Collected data
☆ ☆ ☆ ☆ ☆

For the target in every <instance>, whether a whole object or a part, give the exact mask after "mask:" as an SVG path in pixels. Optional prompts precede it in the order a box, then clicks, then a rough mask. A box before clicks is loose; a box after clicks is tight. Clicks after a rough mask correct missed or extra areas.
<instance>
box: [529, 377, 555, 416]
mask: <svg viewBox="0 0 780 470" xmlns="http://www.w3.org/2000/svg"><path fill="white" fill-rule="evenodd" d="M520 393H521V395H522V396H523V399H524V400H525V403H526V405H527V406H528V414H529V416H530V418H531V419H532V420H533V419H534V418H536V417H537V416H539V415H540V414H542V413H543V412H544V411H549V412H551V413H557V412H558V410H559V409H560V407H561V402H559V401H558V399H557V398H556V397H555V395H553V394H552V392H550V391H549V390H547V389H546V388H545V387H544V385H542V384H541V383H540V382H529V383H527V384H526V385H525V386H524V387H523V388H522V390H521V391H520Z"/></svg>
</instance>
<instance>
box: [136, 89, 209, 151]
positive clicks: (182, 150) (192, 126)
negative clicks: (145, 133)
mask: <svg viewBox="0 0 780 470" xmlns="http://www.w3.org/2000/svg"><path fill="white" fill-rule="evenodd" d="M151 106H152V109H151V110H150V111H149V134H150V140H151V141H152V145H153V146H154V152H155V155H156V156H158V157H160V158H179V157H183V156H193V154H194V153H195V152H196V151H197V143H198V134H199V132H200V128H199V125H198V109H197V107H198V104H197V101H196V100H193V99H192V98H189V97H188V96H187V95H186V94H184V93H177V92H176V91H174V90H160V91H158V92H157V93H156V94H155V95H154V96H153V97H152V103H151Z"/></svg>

☆ ☆ ☆ ☆ ☆

Return all of these lines above exactly as they appear.

The answer:
For the target in every <instance>, whether a whole object or a part, give the exact mask after "mask:" as an SVG path in pixels. Optional prompts precede it in the order a box, then clicks, then a rough mask. A box before clicks is loose; a box after clicks is tight. Clicks after a rough mask correct missed or extra areas.
<instance>
box: [529, 377, 555, 416]
mask: <svg viewBox="0 0 780 470" xmlns="http://www.w3.org/2000/svg"><path fill="white" fill-rule="evenodd" d="M520 393H521V395H522V396H523V399H524V400H525V403H526V405H527V406H528V414H529V416H530V418H531V419H532V420H533V419H534V418H536V417H537V416H539V415H540V414H542V413H543V412H544V411H549V412H551V413H557V412H558V410H559V409H560V407H561V402H559V401H558V399H557V398H556V397H555V395H553V394H552V392H550V391H549V390H547V389H546V388H545V387H544V385H542V384H541V383H540V382H529V383H527V384H526V385H525V386H524V387H523V388H522V390H521V391H520Z"/></svg>
</instance>
<instance>
box: [136, 89, 209, 151]
positive clicks: (182, 150) (192, 126)
negative clicks: (145, 133)
mask: <svg viewBox="0 0 780 470" xmlns="http://www.w3.org/2000/svg"><path fill="white" fill-rule="evenodd" d="M151 106H152V109H151V110H150V111H149V134H150V140H151V141H152V145H153V146H154V152H155V155H156V156H158V157H160V158H179V157H183V156H193V154H194V153H195V152H196V151H197V143H198V134H199V132H200V128H199V125H198V109H197V107H198V104H197V101H196V100H193V99H192V98H189V97H188V96H187V95H186V94H184V93H177V92H176V91H174V90H160V91H158V92H157V93H156V94H155V95H154V96H153V97H152V103H151Z"/></svg>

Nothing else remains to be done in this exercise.